PROBLEM 1 -
Using the text on YouWriteOn below, mark each statement yes or no, and quote the exact words of the text that decide it. (a) The £11,000 paid last October was meant to fund a writing competition in partnership with Random House. (b) Writers using the critiquing service are guaranteed the advisors they request. (c) YouWriteOn.com has 10,000 members.
PROBLEM 2 -
List every price the text on YouWriteOn below gives for the original vanity-publishing package run with Legend Press.
PROBLEM 3 -
Answer these questions from the text on YouWriteOn below.
(a) How much Arts Council funding has YouWriteOn received since June 2005 in total?
(b) What would a report on a 400-page novel cost?
(c) Where did Edward Smith used to work?

PASSAGE TO READ -
** Begin **

Total Arts Council funding received by YouWriteOn since June 2005: £84,896

I’m particularly interested by the £11,000 paid last October: the grants information form states that this amount was paid to Edward Smith of YouWriteOn.com to fund “A major new writing competition in partnership with Random House. This will give new writers the opportunity to have their books published by a major publisher”. I’m intrigued to know more about this competition: this funding was approved four months ago, and yet no announcement of any competition has yet been made. I wonder what Random House will have to say about that?

This Arts Council England funding, plus the £11,000 or so which YouWriteOn has received as a result of its vanity publishing operation, works out to a rather nice turnover of around £27,400 each year—impressive for a start-up business which seems to be run by just one man. It’s worth noting that there are a few layers of potential income that I’ve not included here:
  • Its original vanity-publishing package, which it runs in association with Legend Press, costs £399, £699, £899 or £1,499, depending on which package you choose.

  • YouWriteOn runs a paid-for critiquing service: prices start at £75 for a short story of up to 3,000 words, and then increase with your page count: a report on a 400-page novel would set you back £550. Writers are asked to state which three advisors they'd prefer to comment on their work: while the people who provide these reports do seem reputable and experienced (although I haven't checked out any of the names), I could find no guarantee that anyone would get the advisor(s) they requested.

  • It’s not yet clear how many books YouWriteOn/Legend has vanity-published at £39.99 each and it seems that not all books have yet been published, so the initial income from this will almost certainly reach a figure higher than the £10,906.35 I quoted yesterday.

  • YouWriteOn will continue to earn money from every one of the sales of those vanity-published books as their writers work to sell them.

Meanwhile, I’ve found this quote about YouWriteOn and the man who runs it, Edward Smith, buried in the depths of this PDF from Arts Council England:

Edward Smith, YouWriteOn’s director, provided the design spec for the site, and manages it from day to day, with some support from web company ZARR. In terms of user experience, the site is clunky, full of broken links and difficult to navigate, with forums that mysteriously open at particular hours only. Nonetheless, YouWriteOn.com has 6,000 members, and receives millions of page views a month. There is clearly a hunger for these services. (Edward used to work in a Citizens Advice Bureau and sees his work as being about information and empowerment.)
(Bolding mine: I added the link to YouWriteOn's "web company", too: perhaps it knows what's happened to the forum.)

** End **

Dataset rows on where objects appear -

** Begin **

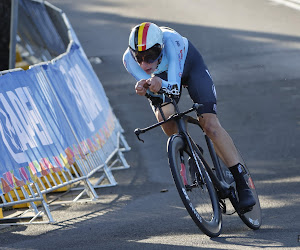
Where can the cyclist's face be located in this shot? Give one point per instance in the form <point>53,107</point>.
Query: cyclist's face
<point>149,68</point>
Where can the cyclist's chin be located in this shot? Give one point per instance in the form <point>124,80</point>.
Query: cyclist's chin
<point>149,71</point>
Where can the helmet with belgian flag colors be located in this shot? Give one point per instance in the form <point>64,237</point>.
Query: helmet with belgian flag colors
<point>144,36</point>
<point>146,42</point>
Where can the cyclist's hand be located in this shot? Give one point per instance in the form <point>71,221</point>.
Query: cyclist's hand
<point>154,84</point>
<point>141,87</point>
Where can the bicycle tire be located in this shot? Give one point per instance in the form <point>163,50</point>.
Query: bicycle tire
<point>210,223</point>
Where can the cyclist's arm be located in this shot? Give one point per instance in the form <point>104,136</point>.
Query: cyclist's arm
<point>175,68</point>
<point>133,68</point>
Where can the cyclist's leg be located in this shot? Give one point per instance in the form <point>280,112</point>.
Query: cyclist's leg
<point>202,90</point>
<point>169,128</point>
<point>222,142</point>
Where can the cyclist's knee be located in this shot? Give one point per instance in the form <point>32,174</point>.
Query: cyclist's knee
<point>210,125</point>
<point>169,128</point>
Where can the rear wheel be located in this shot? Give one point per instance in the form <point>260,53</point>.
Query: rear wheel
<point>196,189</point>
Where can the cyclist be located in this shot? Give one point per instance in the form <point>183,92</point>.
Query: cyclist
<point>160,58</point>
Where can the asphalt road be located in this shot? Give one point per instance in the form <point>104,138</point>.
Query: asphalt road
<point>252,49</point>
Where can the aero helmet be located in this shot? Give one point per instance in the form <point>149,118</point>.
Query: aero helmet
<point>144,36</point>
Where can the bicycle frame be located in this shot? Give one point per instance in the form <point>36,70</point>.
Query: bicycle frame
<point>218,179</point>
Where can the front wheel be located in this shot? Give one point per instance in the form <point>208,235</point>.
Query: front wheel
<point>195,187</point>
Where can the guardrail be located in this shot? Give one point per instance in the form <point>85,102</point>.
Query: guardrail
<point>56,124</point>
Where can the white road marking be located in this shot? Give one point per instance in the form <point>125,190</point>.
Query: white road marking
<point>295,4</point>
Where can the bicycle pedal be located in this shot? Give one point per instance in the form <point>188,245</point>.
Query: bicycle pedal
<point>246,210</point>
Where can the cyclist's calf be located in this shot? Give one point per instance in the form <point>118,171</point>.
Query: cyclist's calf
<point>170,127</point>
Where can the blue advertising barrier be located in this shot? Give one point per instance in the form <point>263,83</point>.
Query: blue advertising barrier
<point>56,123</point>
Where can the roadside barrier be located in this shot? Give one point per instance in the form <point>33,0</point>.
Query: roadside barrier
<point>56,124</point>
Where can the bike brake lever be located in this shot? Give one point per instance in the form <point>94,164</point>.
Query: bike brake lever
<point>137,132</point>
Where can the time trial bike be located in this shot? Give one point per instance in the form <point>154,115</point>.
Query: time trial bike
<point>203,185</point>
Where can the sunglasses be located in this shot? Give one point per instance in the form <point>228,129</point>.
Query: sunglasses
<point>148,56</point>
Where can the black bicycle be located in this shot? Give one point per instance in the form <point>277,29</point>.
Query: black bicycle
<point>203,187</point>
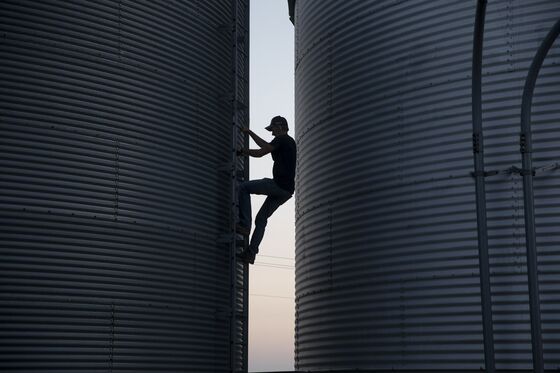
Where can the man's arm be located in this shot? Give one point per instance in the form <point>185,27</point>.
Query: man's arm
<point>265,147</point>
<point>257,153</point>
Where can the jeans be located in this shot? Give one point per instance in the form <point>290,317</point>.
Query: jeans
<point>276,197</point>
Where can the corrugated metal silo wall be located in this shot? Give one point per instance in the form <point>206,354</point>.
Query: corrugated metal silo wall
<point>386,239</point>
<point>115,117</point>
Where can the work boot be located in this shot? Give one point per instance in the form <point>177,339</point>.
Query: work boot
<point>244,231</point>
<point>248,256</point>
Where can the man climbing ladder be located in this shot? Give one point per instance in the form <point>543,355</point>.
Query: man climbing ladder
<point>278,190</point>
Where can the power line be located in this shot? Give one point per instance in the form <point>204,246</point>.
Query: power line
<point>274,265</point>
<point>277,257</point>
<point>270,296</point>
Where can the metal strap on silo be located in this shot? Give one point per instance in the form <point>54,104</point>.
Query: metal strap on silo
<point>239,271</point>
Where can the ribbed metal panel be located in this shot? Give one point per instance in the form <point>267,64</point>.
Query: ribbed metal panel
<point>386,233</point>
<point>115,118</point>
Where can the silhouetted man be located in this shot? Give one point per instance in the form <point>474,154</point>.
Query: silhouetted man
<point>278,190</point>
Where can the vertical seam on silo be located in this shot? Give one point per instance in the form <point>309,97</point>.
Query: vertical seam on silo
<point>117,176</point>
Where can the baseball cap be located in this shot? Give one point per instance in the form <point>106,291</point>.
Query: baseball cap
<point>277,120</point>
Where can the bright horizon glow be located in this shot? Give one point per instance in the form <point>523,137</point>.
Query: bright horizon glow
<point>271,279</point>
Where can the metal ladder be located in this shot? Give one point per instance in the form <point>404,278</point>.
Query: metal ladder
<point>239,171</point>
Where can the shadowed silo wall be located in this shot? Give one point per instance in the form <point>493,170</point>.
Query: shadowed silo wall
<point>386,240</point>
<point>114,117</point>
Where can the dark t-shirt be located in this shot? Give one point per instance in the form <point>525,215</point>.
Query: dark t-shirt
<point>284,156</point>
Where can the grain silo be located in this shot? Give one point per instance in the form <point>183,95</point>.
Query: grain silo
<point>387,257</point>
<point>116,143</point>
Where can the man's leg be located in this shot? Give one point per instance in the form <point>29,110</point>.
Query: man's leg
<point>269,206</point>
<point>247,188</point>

** End **
** Begin **

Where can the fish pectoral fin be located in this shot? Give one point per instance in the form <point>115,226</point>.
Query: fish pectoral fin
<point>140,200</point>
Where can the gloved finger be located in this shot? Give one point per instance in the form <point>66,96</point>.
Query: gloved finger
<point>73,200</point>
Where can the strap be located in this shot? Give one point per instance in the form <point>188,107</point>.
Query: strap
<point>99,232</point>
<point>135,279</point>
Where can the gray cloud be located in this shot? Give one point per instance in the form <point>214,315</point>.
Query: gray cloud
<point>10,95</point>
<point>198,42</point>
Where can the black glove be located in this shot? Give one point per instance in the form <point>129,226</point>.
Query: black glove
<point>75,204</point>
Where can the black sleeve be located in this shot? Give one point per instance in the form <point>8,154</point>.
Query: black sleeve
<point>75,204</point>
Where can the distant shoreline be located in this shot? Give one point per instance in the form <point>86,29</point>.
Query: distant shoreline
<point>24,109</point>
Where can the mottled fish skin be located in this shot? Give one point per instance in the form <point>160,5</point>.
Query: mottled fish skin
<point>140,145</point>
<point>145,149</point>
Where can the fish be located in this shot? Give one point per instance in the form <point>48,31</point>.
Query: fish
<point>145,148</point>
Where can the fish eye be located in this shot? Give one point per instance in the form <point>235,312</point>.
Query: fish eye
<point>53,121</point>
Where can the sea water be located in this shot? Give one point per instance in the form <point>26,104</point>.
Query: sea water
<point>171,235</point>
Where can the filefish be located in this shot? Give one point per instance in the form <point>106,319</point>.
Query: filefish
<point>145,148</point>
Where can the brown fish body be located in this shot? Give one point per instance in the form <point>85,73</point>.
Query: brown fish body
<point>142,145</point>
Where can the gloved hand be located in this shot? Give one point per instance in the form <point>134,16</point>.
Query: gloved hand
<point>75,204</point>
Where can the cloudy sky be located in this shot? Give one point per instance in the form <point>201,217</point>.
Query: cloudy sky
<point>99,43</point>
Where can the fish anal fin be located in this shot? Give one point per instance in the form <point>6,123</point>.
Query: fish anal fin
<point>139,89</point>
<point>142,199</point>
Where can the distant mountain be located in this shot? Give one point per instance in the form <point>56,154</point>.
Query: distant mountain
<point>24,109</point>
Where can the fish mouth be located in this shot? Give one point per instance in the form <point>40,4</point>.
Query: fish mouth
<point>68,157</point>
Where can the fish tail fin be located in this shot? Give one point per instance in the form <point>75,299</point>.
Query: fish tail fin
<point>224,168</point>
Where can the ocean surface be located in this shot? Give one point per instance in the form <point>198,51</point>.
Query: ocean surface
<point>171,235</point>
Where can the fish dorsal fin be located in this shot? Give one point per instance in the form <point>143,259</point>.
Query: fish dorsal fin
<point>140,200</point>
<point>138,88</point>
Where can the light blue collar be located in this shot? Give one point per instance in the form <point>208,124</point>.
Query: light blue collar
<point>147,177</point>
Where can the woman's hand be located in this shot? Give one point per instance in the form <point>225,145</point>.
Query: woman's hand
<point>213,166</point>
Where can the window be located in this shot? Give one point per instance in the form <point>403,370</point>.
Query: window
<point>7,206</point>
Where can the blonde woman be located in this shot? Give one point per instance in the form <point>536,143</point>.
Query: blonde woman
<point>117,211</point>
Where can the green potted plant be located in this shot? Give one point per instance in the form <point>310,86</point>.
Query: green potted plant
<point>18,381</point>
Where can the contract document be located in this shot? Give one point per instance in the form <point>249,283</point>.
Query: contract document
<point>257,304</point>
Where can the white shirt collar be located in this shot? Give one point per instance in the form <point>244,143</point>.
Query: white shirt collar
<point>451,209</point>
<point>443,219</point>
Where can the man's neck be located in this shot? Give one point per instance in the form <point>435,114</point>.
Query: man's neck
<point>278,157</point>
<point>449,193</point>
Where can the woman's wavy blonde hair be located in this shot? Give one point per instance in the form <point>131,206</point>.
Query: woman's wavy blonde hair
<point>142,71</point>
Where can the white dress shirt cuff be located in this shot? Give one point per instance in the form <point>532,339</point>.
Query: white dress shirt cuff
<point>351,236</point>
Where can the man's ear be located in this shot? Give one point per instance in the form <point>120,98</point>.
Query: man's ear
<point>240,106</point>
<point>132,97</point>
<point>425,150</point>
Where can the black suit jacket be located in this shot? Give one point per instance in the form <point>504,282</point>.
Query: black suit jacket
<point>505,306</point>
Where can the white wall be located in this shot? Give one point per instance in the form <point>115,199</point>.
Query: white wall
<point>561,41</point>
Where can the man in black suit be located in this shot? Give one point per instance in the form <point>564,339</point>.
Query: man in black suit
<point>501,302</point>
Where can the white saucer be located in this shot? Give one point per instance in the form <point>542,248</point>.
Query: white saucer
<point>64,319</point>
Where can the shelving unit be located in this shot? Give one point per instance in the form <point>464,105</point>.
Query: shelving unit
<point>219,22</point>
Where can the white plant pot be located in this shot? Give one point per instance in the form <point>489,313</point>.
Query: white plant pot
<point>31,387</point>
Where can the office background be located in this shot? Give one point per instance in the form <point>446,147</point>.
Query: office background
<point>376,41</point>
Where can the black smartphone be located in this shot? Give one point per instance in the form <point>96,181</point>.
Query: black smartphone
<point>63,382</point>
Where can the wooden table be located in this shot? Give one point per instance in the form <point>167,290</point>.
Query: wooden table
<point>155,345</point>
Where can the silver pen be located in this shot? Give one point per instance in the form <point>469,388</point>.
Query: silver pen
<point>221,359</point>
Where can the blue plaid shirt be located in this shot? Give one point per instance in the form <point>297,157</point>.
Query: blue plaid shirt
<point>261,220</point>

** End **

SOLUTION 1 -
(a) Yes: "A major new writing competition in partnership with Random House."
(b) No: "I could find no guarantee that anyone would get the advisor(s) they requested."
(c) No: "YouWriteOn.com has 6,000 members"

SOLUTION 2 -
£399, £699, £899, £1,499

SOLUTION 3 -
(a) £84,896
(b) £550
(c) In a Citizens Advice Bureau